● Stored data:
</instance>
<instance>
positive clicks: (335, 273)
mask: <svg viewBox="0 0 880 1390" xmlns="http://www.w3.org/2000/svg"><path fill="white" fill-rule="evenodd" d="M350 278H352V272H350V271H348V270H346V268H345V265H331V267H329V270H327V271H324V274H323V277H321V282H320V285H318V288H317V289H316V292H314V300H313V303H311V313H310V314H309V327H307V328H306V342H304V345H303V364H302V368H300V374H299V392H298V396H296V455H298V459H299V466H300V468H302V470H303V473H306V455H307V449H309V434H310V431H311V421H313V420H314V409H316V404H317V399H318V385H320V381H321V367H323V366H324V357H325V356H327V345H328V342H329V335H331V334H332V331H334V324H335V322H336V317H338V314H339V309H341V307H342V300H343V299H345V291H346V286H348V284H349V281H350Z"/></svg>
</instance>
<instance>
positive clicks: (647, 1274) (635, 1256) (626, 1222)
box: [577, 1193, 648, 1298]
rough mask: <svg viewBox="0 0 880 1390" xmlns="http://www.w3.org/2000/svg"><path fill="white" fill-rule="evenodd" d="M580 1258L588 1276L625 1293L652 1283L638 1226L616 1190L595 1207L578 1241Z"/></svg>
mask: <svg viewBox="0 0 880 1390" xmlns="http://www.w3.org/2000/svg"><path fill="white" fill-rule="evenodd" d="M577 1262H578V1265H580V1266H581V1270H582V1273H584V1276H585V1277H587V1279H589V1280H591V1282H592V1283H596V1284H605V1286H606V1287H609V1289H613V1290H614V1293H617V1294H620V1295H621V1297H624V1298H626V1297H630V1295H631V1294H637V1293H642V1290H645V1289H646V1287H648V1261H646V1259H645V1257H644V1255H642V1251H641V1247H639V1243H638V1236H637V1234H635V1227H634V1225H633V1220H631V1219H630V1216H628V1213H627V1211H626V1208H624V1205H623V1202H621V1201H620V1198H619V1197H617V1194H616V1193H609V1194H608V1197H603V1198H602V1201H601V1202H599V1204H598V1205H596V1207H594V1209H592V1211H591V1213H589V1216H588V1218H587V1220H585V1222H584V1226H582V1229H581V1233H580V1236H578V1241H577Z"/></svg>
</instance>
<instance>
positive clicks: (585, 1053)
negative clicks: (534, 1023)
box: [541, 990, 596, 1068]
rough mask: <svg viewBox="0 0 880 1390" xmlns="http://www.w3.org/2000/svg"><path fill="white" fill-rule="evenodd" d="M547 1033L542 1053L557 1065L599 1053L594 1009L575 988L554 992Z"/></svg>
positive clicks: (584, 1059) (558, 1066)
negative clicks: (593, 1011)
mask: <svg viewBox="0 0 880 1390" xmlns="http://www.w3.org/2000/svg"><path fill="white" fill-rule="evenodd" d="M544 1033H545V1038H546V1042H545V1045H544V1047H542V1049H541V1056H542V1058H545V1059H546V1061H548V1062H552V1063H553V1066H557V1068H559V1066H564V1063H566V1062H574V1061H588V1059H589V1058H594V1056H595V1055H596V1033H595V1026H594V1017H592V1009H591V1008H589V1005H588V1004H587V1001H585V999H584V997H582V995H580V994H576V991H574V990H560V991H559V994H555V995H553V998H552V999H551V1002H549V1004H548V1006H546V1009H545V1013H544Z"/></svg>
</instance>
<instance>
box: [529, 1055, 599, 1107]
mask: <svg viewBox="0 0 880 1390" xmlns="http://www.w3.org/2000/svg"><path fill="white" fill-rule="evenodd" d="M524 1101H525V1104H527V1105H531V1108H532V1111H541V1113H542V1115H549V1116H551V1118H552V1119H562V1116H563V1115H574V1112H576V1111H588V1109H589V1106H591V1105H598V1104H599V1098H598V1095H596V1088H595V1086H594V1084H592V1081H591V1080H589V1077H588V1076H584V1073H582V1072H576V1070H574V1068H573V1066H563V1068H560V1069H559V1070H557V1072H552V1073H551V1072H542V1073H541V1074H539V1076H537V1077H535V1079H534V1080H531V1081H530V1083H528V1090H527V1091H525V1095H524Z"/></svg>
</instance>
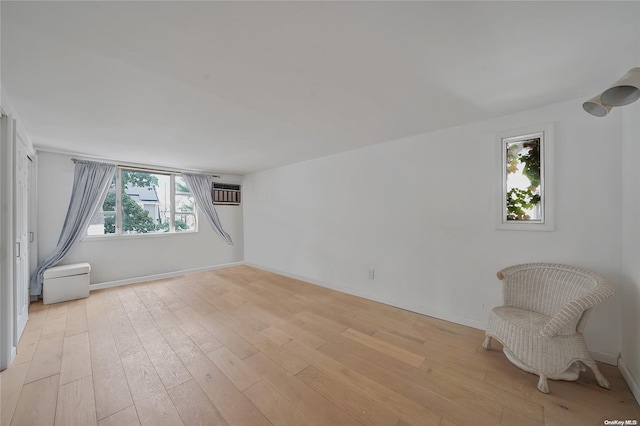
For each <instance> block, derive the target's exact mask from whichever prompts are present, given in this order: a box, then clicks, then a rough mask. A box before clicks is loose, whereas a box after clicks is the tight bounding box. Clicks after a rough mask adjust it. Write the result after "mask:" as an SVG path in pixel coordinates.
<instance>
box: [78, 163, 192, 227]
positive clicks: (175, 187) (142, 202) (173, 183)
mask: <svg viewBox="0 0 640 426" xmlns="http://www.w3.org/2000/svg"><path fill="white" fill-rule="evenodd" d="M196 230H197V223H196V210H195V201H194V199H193V196H192V195H191V191H189V188H188V186H187V185H186V183H185V182H184V180H183V179H182V177H181V176H180V175H178V174H175V173H171V172H166V173H164V172H149V171H144V170H139V169H132V168H124V167H120V168H118V170H117V172H116V176H115V177H114V179H113V181H112V182H111V187H110V188H109V192H108V194H107V196H106V198H105V200H104V203H103V205H102V208H101V210H100V211H99V212H98V213H97V214H96V216H95V217H94V219H93V221H92V222H91V225H90V226H89V228H88V230H87V235H129V234H159V233H170V232H185V231H196Z"/></svg>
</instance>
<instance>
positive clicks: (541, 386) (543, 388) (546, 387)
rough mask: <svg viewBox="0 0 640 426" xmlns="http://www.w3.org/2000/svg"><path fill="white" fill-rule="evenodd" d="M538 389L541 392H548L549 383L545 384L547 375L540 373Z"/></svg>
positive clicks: (546, 381) (546, 382)
mask: <svg viewBox="0 0 640 426" xmlns="http://www.w3.org/2000/svg"><path fill="white" fill-rule="evenodd" d="M538 390H539V391H540V392H542V393H549V385H548V384H547V376H545V375H544V374H541V375H540V380H538Z"/></svg>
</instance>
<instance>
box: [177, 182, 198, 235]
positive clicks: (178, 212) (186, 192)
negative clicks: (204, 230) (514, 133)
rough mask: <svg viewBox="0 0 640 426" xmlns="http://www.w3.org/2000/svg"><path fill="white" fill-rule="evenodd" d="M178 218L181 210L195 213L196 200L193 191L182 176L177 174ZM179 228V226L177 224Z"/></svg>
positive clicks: (192, 212) (182, 211)
mask: <svg viewBox="0 0 640 426" xmlns="http://www.w3.org/2000/svg"><path fill="white" fill-rule="evenodd" d="M175 181H176V186H175V190H176V220H178V216H177V214H178V213H180V212H185V213H193V212H194V211H195V200H194V199H193V196H192V195H191V191H190V190H189V187H188V186H187V184H186V182H185V181H184V179H183V178H182V176H176V177H175ZM176 229H177V226H176Z"/></svg>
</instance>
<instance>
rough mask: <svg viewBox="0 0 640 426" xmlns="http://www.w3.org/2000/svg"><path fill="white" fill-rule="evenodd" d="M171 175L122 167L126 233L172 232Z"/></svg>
mask: <svg viewBox="0 0 640 426" xmlns="http://www.w3.org/2000/svg"><path fill="white" fill-rule="evenodd" d="M169 181H170V177H169V176H168V175H163V174H156V173H147V172H140V171H135V170H126V169H123V170H122V231H123V233H125V234H145V233H151V232H169V214H168V213H169V212H170V209H171V204H170V193H169V190H170V185H169Z"/></svg>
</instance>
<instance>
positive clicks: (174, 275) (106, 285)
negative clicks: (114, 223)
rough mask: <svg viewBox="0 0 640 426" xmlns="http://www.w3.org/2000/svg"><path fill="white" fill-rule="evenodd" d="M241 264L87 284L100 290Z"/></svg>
mask: <svg viewBox="0 0 640 426" xmlns="http://www.w3.org/2000/svg"><path fill="white" fill-rule="evenodd" d="M243 264H244V262H231V263H224V264H222V265H213V266H204V267H202V268H194V269H185V270H182V271H173V272H165V273H162V274H154V275H145V276H142V277H135V278H127V279H124V280H117V281H106V282H103V283H98V284H91V285H90V286H89V291H93V290H101V289H103V288H111V287H120V286H123V285H129V284H136V283H142V282H146V281H155V280H162V279H165V278H173V277H177V276H180V275H185V274H191V273H194V272H202V271H211V270H214V269H222V268H228V267H231V266H239V265H243Z"/></svg>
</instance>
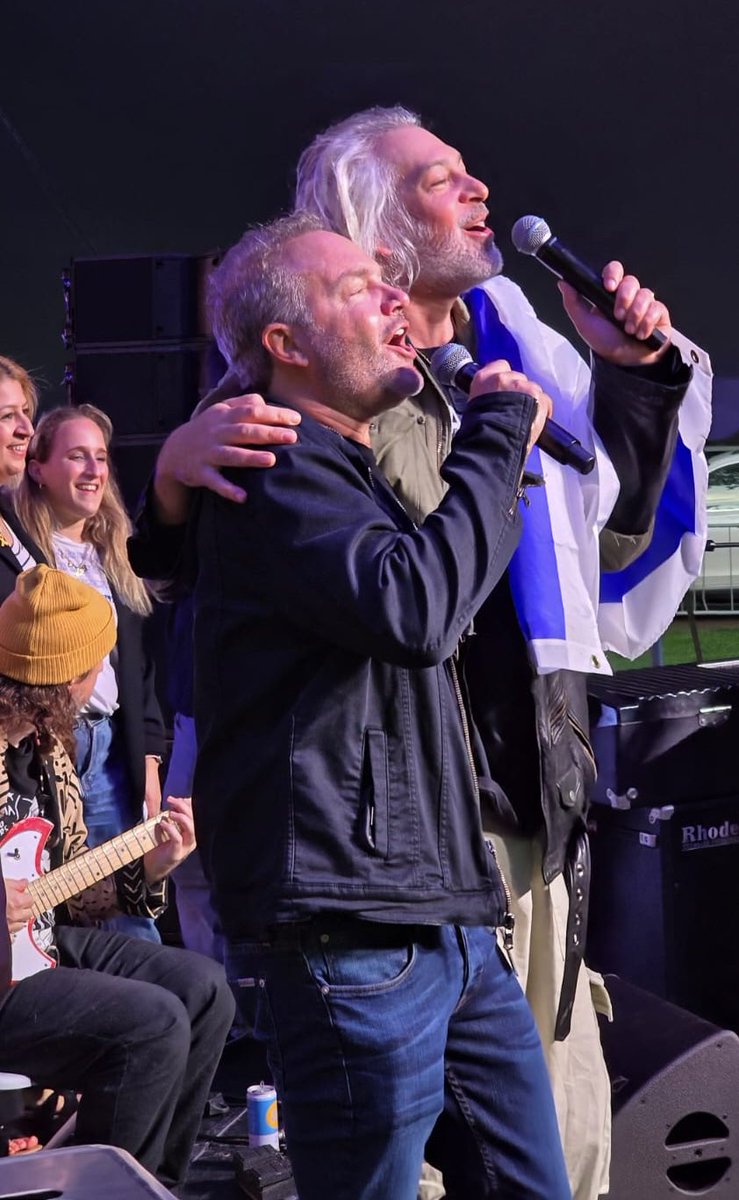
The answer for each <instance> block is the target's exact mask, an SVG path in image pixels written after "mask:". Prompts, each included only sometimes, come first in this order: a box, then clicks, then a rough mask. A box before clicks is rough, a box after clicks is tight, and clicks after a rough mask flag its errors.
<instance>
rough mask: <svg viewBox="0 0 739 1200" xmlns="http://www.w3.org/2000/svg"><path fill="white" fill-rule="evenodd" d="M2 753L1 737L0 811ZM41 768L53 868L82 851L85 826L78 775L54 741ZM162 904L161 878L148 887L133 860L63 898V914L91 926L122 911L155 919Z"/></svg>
mask: <svg viewBox="0 0 739 1200" xmlns="http://www.w3.org/2000/svg"><path fill="white" fill-rule="evenodd" d="M6 750H7V739H6V738H5V737H4V736H1V734H0V810H2V808H4V805H5V803H6V798H7V794H8V791H10V781H8V775H7V768H6V762H5V754H6ZM41 767H42V770H43V774H44V778H46V782H47V786H48V792H49V796H50V797H52V811H50V812H48V814H44V816H47V817H48V818H49V820H50V821H53V823H54V827H55V829H54V833H53V834H52V836H50V839H49V846H48V848H49V854H50V862H52V869H53V868H55V866H60V865H61V864H62V863H67V862H68V860H70V859H72V858H77V857H78V856H79V854H84V853H85V852H86V850H88V845H86V841H88V828H86V826H85V818H84V804H83V796H82V791H80V786H79V780H78V778H77V772H76V770H74V767H73V766H72V762H71V760H70V756H68V755H67V752H66V750H65V749H64V746H62V745H61V743H59V742H56V743H55V744H54V748H53V750H52V752H50V754H48V755H46V756H43V758H42V760H41ZM166 900H167V882H166V880H162V881H161V882H160V883H157V884H155V886H154V887H150V886H149V884H148V883H146V878H145V875H144V868H143V863H142V859H138V860H136V862H133V863H130V864H128V865H127V866H122V868H120V869H119V870H118V871H115V874H114V875H112V876H109V877H108V878H106V880H101V881H100V882H97V883H95V884H94V886H92V887H90V888H86V889H85V890H84V892H83V893H80V895H78V896H74V898H73V899H72V900H68V901H67V910H68V913H70V917H71V918H72V920H73V922H74V923H76V924H80V925H95V924H97V923H98V922H100V920H102V919H103V918H104V917H110V916H114V914H115V913H121V912H122V913H130V914H137V916H145V917H158V916H160V913H161V912H162V911H163V907H164V904H166Z"/></svg>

● To do: Please list every line of the data above that contains the word "positive", matching case exactly.

● Answer to this task:
positive clicks: (335, 273)
positive clicks: (647, 1274) (635, 1256) (626, 1222)
positive clicks: (585, 1053)
positive clicks: (584, 1059) (558, 1066)
positive clicks: (175, 187) (142, 202) (173, 183)
positive clicks: (541, 386) (543, 388) (546, 387)
positive clicks: (546, 381) (546, 382)
positive clicks: (178, 212) (186, 192)
positive clicks: (192, 212) (182, 211)
positive clicks: (174, 275) (106, 285)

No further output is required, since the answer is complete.